**Selected extract:**
- Theatrical release poster
- Directed by: Greg Harrison
- Written by: Benjamin Brand Greg Harrison
- Produced by: Jake Abraham Danielle Renfrew Gary Winick
- Starring: Courteney Cox
- Cinematography: Nancy Schreiber
- Edited by: Greg Harrison
- Music by: Lew Baldwin
- Production company: IFC Productions
- Distributed by: Sony Pictures Classics
- Release dates: January 18, 2004 (Sundance); July 22, 2005 (United States);
- Running time: 73 minutes
- Country: United States
- Language: English
- Budget: $1.5 million
- Box office: $192,186

= November (2004 film) =

November is a 2004 American psychological thriller film premiered at the 2004 Sundance Film Festival. It follows a photographer (Courteney Cox) whose life begins to unravel following a traumatic incident on November 7 that involved her boyfriend (James LeGros). The film co-stars Michael Ealy, Nora Dunn, Anne Archer, Nick Offerman and Matthew Carey.

**Listed records:**
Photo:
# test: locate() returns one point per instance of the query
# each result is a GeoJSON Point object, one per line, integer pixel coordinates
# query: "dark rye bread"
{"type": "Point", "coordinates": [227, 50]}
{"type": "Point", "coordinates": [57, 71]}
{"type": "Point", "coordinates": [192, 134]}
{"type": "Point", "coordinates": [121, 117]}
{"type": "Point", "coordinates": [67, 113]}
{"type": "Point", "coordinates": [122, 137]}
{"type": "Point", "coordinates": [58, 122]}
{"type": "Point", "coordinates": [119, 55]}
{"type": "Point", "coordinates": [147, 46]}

**Given instruction:**
Resume the article on the 2004 film November, picking up right after its final sentence.

**Reply to the task:**
The low-budget independent film was directed by Greg Harrison, written by Benjamin Brand and Harrison, and produced by Danielle Renfrew and Gary Winick. Sony Pictures Classics released it to theaters in the United States on July 22, 2005, and while its award-winning digital video photography was praised, many reviews criticized the film's story for being too ambiguous and derivative of other films. Critics have compared it to the work of filmmakers such as David Lynch and M. Night Shyamalan.

== Plot ==
On the evening of November 7, photographer Sophie Jacobs and her attorney boyfriend Hugh go to dinner at a Chinese restaurant. As they travel home afterward, Sophie develops a craving for "something sweet" and stops their car at a convenience store. While Hugh is in the store buying some chocolate for Sophie, an armed man arrives and holds up the store, shooting the store clerk, his son, and Hugh dead. He runs away as Sophie arrives.

Sophie sinks into a deep depression, and cannot bring herself to erase Hugh's voice from their apartment's answering machine. She consults her psychiatrist, Dr. Fayn, about persistent headaches that she has been suffering from since his death. She tells Dr. Fayn that the headaches started to occur before the incident at the convenience store, and that she had been having an affair with a co-worker, Jesse. After Hugh's death Sophie has dinner with her mother, Carol Jacobs, who accidentally knocks a glass over.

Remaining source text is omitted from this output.